#### Activity:
Write out all records as given; omit images.

(Stored data entries)
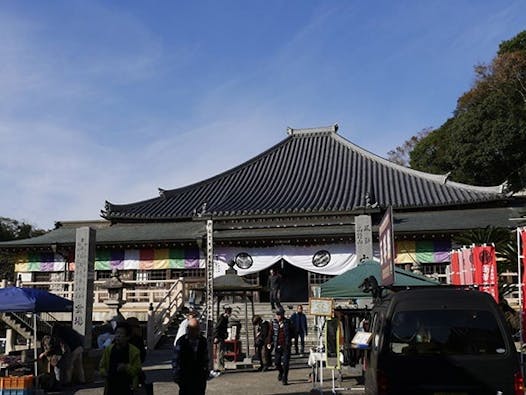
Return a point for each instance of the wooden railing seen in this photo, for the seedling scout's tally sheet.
(145, 292)
(162, 315)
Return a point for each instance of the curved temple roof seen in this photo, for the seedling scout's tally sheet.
(312, 170)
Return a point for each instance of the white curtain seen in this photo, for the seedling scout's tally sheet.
(342, 258)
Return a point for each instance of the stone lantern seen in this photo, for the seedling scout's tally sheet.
(115, 286)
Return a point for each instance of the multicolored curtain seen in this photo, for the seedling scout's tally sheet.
(422, 251)
(143, 259)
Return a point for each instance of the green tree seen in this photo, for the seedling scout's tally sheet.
(11, 229)
(401, 153)
(483, 142)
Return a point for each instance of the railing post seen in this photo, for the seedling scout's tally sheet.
(150, 328)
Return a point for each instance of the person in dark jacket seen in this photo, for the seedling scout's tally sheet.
(136, 337)
(190, 362)
(281, 335)
(220, 335)
(274, 286)
(261, 341)
(299, 320)
(73, 346)
(120, 364)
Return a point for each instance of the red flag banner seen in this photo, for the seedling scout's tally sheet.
(522, 232)
(467, 258)
(485, 263)
(454, 269)
(461, 268)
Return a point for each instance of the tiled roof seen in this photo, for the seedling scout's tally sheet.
(310, 171)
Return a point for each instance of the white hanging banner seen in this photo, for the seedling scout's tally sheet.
(330, 259)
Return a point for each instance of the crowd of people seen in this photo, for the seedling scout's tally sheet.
(123, 354)
(193, 363)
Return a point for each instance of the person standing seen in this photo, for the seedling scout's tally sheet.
(190, 362)
(120, 364)
(181, 331)
(261, 341)
(299, 320)
(73, 349)
(274, 286)
(281, 334)
(220, 335)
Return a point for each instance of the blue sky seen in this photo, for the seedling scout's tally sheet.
(108, 100)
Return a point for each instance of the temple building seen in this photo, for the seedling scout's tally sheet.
(291, 207)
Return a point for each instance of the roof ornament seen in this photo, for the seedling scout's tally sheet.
(369, 201)
(202, 211)
(310, 131)
(446, 177)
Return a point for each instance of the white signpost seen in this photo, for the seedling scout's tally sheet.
(84, 276)
(363, 235)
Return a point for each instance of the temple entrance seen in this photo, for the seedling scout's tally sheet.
(294, 285)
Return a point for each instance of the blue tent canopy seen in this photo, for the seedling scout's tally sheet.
(23, 300)
(347, 285)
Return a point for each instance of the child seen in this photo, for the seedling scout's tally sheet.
(121, 364)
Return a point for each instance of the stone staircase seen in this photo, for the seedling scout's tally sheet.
(264, 310)
(17, 325)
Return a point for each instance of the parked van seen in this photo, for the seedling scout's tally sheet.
(441, 341)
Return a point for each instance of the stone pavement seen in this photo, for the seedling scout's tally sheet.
(158, 371)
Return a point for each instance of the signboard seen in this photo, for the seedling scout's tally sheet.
(321, 306)
(387, 256)
(363, 236)
(83, 286)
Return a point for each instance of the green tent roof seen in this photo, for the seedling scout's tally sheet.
(346, 285)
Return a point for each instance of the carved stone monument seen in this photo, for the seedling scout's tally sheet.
(84, 276)
(363, 237)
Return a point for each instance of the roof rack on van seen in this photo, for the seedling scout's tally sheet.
(370, 285)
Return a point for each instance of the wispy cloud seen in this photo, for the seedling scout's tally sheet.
(98, 102)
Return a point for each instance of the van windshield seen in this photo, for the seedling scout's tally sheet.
(445, 332)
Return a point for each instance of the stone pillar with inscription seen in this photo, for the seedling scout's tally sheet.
(363, 233)
(84, 276)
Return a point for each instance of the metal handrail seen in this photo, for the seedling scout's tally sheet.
(163, 314)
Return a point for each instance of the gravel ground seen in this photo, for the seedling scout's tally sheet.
(157, 368)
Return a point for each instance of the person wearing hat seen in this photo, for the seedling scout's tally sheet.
(281, 335)
(190, 362)
(220, 335)
(261, 341)
(136, 337)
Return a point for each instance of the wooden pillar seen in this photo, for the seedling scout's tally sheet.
(83, 289)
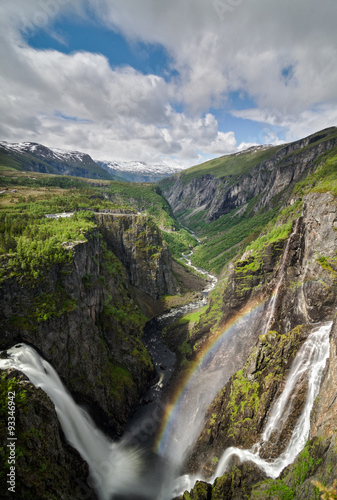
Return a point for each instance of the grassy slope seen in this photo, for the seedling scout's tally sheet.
(230, 165)
(228, 235)
(29, 241)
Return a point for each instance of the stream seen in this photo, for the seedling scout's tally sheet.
(148, 462)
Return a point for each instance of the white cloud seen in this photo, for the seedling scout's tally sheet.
(281, 54)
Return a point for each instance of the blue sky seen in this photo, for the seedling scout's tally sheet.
(158, 81)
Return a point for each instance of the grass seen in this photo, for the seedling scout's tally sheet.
(230, 165)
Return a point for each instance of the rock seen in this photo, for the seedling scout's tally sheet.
(84, 319)
(46, 466)
(219, 196)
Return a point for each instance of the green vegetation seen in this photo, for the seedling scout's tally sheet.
(8, 385)
(325, 177)
(120, 380)
(293, 478)
(230, 165)
(30, 243)
(179, 242)
(148, 198)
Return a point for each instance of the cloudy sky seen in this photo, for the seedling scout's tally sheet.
(177, 81)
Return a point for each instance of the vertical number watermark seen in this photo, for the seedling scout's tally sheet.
(11, 442)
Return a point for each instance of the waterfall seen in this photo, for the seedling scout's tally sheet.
(114, 469)
(282, 271)
(310, 360)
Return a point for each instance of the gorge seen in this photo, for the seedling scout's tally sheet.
(237, 397)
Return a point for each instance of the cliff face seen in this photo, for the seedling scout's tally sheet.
(46, 466)
(307, 294)
(137, 242)
(84, 319)
(219, 196)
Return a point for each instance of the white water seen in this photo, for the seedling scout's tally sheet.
(310, 360)
(282, 271)
(113, 468)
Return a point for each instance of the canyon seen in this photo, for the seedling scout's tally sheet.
(220, 420)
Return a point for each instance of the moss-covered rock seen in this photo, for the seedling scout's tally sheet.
(46, 467)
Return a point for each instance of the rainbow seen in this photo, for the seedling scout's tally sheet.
(206, 354)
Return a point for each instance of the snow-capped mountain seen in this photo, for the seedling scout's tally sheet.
(139, 171)
(35, 157)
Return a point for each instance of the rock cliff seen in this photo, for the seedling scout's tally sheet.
(84, 319)
(137, 242)
(46, 466)
(303, 269)
(218, 196)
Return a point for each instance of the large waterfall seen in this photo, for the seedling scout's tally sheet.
(120, 471)
(117, 470)
(309, 362)
(114, 469)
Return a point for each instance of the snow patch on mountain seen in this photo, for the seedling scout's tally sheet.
(140, 167)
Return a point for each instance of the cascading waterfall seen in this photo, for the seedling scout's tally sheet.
(114, 469)
(310, 360)
(282, 270)
(117, 470)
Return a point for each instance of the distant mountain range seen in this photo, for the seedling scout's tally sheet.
(138, 171)
(31, 156)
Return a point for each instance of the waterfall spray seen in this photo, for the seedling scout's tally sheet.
(114, 469)
(282, 271)
(310, 360)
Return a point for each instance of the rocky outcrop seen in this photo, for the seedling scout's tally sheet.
(84, 319)
(237, 416)
(306, 279)
(219, 196)
(45, 466)
(137, 242)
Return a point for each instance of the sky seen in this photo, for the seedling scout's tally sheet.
(166, 81)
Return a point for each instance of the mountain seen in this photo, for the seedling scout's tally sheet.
(231, 198)
(138, 171)
(229, 397)
(30, 156)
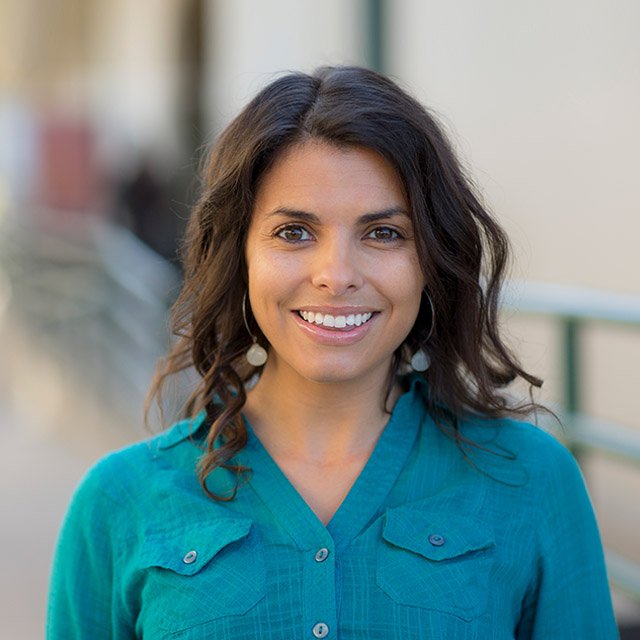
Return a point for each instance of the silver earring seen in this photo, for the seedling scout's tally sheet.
(420, 361)
(256, 355)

#### Solution:
Return a point for each instance of the wooden railing seen in this photo, for the seedling scout's tally sheet.
(145, 292)
(162, 315)
Return a point for each instance of the curved temple roof seen in this photo, for the seedling scout's tally sheet.
(312, 170)
Return a point for each instance of the white curtain seen in this photo, for the seedling scout's tally sheet.
(342, 258)
Return a point for each instance of the stone lantern seen in this photo, for the seedling scout's tally sheet.
(115, 286)
Return a point for each instance of the multicolored curtain seen in this photo, for the seedling scout's tally sheet.
(422, 251)
(143, 259)
Return a point for each instance of the green tree seen in this photo, for the seedling scout's tally sheet.
(11, 229)
(401, 153)
(483, 142)
Return a point for each instance of the railing post seen in this photo, for the seedling scout's tally sheet.
(150, 328)
Return a point for each instance of the person in dark jacket seen in this photo, for the seedling scout's tally sheet.
(136, 337)
(190, 362)
(281, 335)
(220, 335)
(274, 286)
(261, 341)
(299, 320)
(73, 346)
(120, 364)
Return a point for each instance of the red flag banner seen in this photo, for the seedling scout's tally sheet.
(522, 232)
(467, 258)
(485, 263)
(454, 269)
(461, 268)
Return a point for each instance of the tiled roof seen in this photo, for the seedling scout's tally sheet.
(310, 171)
Return a point for each instance of the white hanging banner seen in this photo, for the seedling scout's tally sheet.
(330, 259)
Return a point for each instance of the crowd of people seen in this photo, for the seedling scout's tally sheet.
(123, 354)
(193, 363)
Return a point for each instance of the person standing seen in this photo, for the seedling scout's tally sheet.
(190, 362)
(120, 364)
(181, 331)
(261, 341)
(299, 320)
(73, 349)
(274, 286)
(281, 334)
(220, 335)
Return a point for each instance of the blue sky seen in this photo, for the seedling scout's tally sheet.
(108, 100)
Return a point for each instance of the temple building seen in this photo, for the seedling scout's tally sheet.
(291, 207)
Return a point for each instance of the roof ornament seen in this photo, for the seedling scout's tally sheet.
(369, 201)
(202, 211)
(310, 131)
(446, 177)
Return a point for each instance of the white signpost seen in this photo, for the seedling scout's tally sheet.
(84, 276)
(363, 235)
Return a point for each instance of the temple entrance seen in this photo, for the seedling scout's tally sheet.
(294, 285)
Return a point for each instance of the blue tent canopy seen in this photo, for the seedling scout's tally sheet.
(23, 300)
(347, 285)
Return a point for each instance of the child seen in this photo, for the seedling scout's tally sheet.
(121, 364)
Return a point for each instance of the stone staircase seen in this photo, for the seedling scout's tally sheet.
(264, 310)
(17, 325)
Return a point for each instance of the parked van seen in this photo, for the seedling scout's tally sheet.
(441, 341)
Return a point for each instance of the stone pavement seen in this photo, for the seedling scout's tally sheet.
(158, 371)
Return a point for each instance of the signboard seen in this photo, for the seedling scout's tally sheet.
(321, 306)
(387, 256)
(363, 236)
(83, 286)
Return a point for each instance of the green tent roof seen in this photo, for the seedling scout's tally sheet.
(346, 285)
Return a point for each instance of the carved stone monument seen in this photo, for the seedling scout's tally sheet.
(84, 276)
(363, 237)
Return a point for each instance of the roof rack on van seen in this photo, for the seedling scout's tally sheet.
(370, 285)
Return a point for each instance of the wispy cloud seen in this photo, for the seedling scout's tally sheet.
(98, 102)
Return a point for each instance of the van windshield seen in this photo, for the seedling scout's tally sheet.
(445, 332)
Return a point for each instance of the stone pillar with inscription seen in this photo, for the seedling scout's tally sheet.
(363, 233)
(84, 276)
Return a point for each instance of the metal handrail seen in this photo, for the seedling scout's tally sheet.
(163, 314)
Return a point for each instance of the gravel ground seen in this photo, for the seedling scout's tally sheet.
(157, 368)
Return a point for each instance of the person wearing hat seen in this photo, for the seedling scout's tally sheet.
(281, 335)
(190, 362)
(220, 335)
(261, 341)
(136, 337)
Return a point for each instance of the wooden pillar seen in this photo, for the seedling scout's tally sheet.
(83, 289)
Return a point for each instance of the grassy slope seen in this photo, for the seedling scout's tally sheet.
(230, 165)
(228, 235)
(29, 241)
Return a point for each instance of the stream seen in this photo, for the seedling scout's tally sheet.
(148, 462)
Return a point for each instance of the white cloud seen in this photo, for the seedling scout's tally sheet.
(281, 54)
Return a point for each instance of the blue sky seen in this photo, for the seedling scout's tally sheet.
(158, 81)
Return a point for each instance of the grass seen in this photo, for the seedling scout's tally sheet.
(230, 165)
Return a point for each instance of the rock seen in this photo, for the seedling scout's tally sheet.
(84, 319)
(46, 466)
(219, 196)
Return a point for each instance of the green vegetation seen in this photo, for the seedling scout's tally sheet.
(8, 385)
(325, 177)
(120, 380)
(293, 478)
(230, 165)
(30, 243)
(179, 242)
(148, 198)
Return a point for each instance of the cloudy sky seen in this photo, for the seedling scout's tally sheet.
(177, 81)
Return a point for each instance of the vertical number watermark seen in this photo, for the seedling scout's tally sheet.
(11, 442)
Return a point for each instance of the waterfall seen in this photo, for the seedling scout's tally sheet.
(114, 469)
(282, 271)
(310, 360)
Return a point for each instance of the gorge seen in this photo, for the seedling scout's tally sheet.
(237, 397)
Return a point for each instance of the cliff face seen in this photo, for the seedling scout's tally sheet.
(46, 466)
(307, 294)
(137, 242)
(84, 319)
(219, 196)
Return a point for each instance of the white water seen in this photo, for the seedling scout's tally sheet.
(310, 360)
(282, 271)
(113, 468)
Return a point for each instance of the canyon seen in this photo, for the seedling scout's tally sheet.
(220, 420)
Return a point for each instance of the moss-covered rock seen in this photo, for the seedling scout's tally sheet.
(46, 467)
Return a point for each instance of the rainbow seen in this photo, for the seedling scout's tally sheet.
(206, 354)
Return a point for each instance of the snow-capped mountain seen in this photo, for the seedling scout's tally sheet.
(139, 171)
(35, 157)
Return a point for each instance of the rock cliff seen in this photo, for the seedling scout's tally sheet.
(84, 319)
(137, 242)
(46, 466)
(303, 269)
(218, 196)
Return a point for each instance of the large waterfall seen in this photo, for the seedling scout's tally sheet.
(120, 471)
(117, 470)
(309, 362)
(114, 469)
Return a point for each instance of the snow patch on mountain seen in this photo, for the seedling scout's tally sheet.
(140, 167)
Return a point for each instance of the cascading waterfall seen in this photo, for the seedling scout's tally sheet.
(114, 469)
(310, 360)
(282, 270)
(117, 470)
Return a point for each instance of the distant mountain range seen in this photo, for the seedling scout's tally sheet.
(138, 171)
(31, 156)
Return a point for each instance of the waterfall spray seen in this photo, for the seedling scout's tally sheet.
(114, 469)
(282, 271)
(310, 360)
Return a point for each instance of the rocky outcrop seen in this photo, for the seedling scout's tally sheet.
(84, 319)
(237, 416)
(306, 279)
(219, 196)
(45, 466)
(137, 242)
Return a point for each instance of the sky seen in this photo, for the seedling scout's tally sheet.
(166, 81)
Return a point for each instance of the mountain seen in this photo, for the seedling scout's tally sheet.
(231, 198)
(138, 171)
(229, 397)
(30, 156)
Return a point for each instance of the silver earring seen in this photo, for the seedling scout's tally sheet.
(420, 361)
(256, 355)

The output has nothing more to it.